**QUOTED PASSAGE:**
★ ★ ★ ★ ★
Univariate and multivariate performance (AUC values) of the selected features for the integrated time points. (a) Univariate GLM AUC performance values of the selected features for the integrated data set containing features at all time points. (a) Density plot of the AUC values of the 1000 permuted and non-permuted GLM models of the selected features together is depicted. (b) Density plot of the AUC values of the 1000 permuted and non-permuted GLM models of the selected features plus PS14. (c) Density plot of the AUC values of the 1000 permuted and non-permuted GLM models of the selected features plus NISS. A confidence interval and p-value information of the multivariate model is also included in all figures. P-value was evaluated by assessing how many times a permuted value’s AUC was above the non-permuted/real AUC mean.

This multivariate combination of the third time point neutrophil decrease in CD62L expression after fMLF treatment and CD63 expression and monocyte frequency from the first time point resulted in the best performing models. By themselves, an AUC value of 0.874 ± 0.064 was achieved. The prediction ability of the model was then further improved with the addition of NISS and PS14 clinical scores, where AUC values of 0.917 ± 0.064 AUC and 0.922 ± 0.054 were obtained respectively. All three models, as seen in Fig. 2, were statistically significant with respect to pure randomness as exemplified by permuted data. By comparing with their univariate model performance, we can further establish a 13 and 8% increase in the predictive capability of NISS and PS14 scores, an improvement which, although not statistically significant, is of clinical importance (Supplementary Fig. 2).

Transcriptomics data analysis

In addition to the inflammatory markers, we used transcriptomics data obtained from the previous publication by Cabrera et al.6 and applied our feature selection framework to these data. The phenotypic information associated with this dataset, collected at similar ultra-early post-trauma time intervals, is consistent with the phenotypic information in our datasets. Crucially, traumatic brain injury patients were not included in either study or patients that received blood products prior to hospital admission. From the 29,385 genes analysed, AMD1, C3AR1, FLI1, GIMAP4, GPI, GPR84, HLA-A29.1, LOC643373, MYLIP, VAT1, MANBA, SRXN1 were selected based on our feature selection algorithms with respect to MODS vs non-MODS classification prediction. A Gene Ontology Enrichment Analysis24,25 was performed on the selected genes, with the enriched biological pathways being myeloid leukocyte mediated immunity, neutrophil activation and neutrophil degranulation. A p-value of 2.8288e−5 was obtained for the neutrophil degranulation pathway associated with the VAT1, GPI, C3AR1, GPR84 and MANBA genes. More information on the chosen gene’s distribution can be found in Supplementary Fig. 3.

Discussion

MODS is a complex multifactorial syndrome which develops in 30–40% of trauma patients3. In this study, we aimed to improve our understanding of its biological underpinnings through the analysis of the most relevant immunological markers at an ultra-early time point after injury and their changing dynamics at different time periods. In this way we have created a framework that allows the analysis of biologically relevant features so as to inform a more effective and timely medical intervention as well as patient stratification for therapy or inclusion in clinical trials. To do so, we have assessed the predictive power of early immunological and clinical data for MODS development after injury. As a result, a combination of four features have been determined as relevant clinical biomarkers, with a classification performance of 0.92 AUC value. All four features can be measured through inexpensive and technically feasible assays.
★ ★ ★ ★ ★
**THE DATA:**
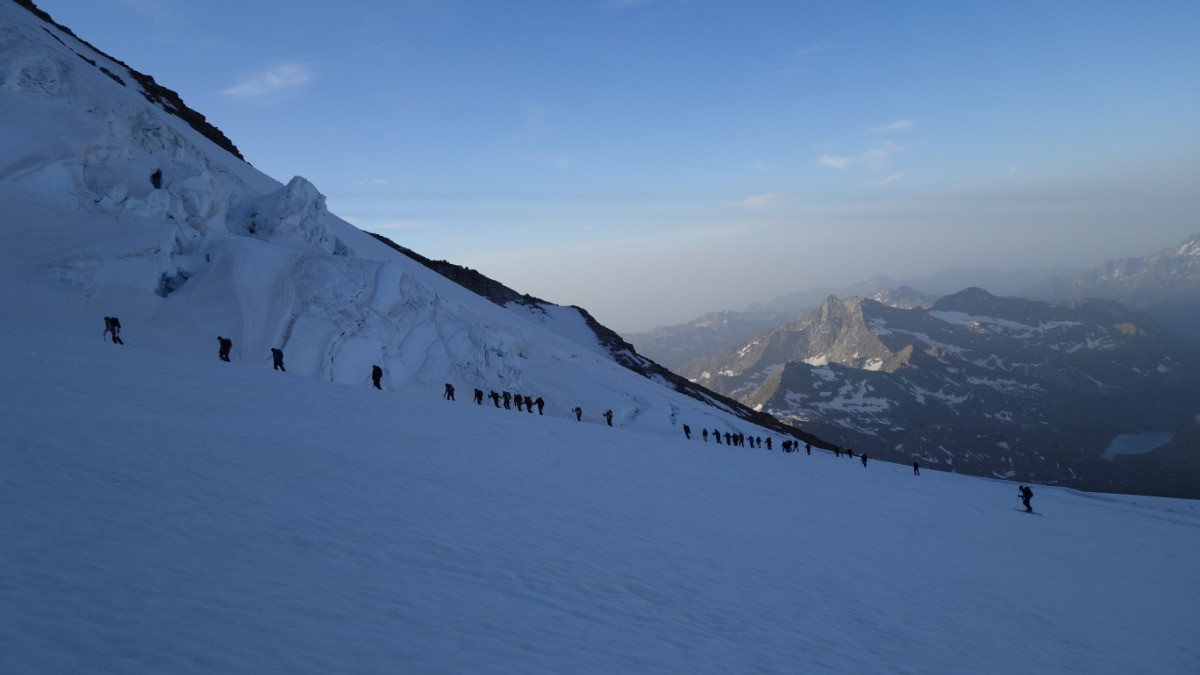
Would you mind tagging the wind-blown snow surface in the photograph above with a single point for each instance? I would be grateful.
(171, 513)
★ ★ ★ ★ ★
**WHAT YOU SHOULD DO:** In the text on predicting MODS after trauma, how many genes were analyzed in the transcriptomics data?

**FINISHED TASK:** 29,385 genes were analyzed.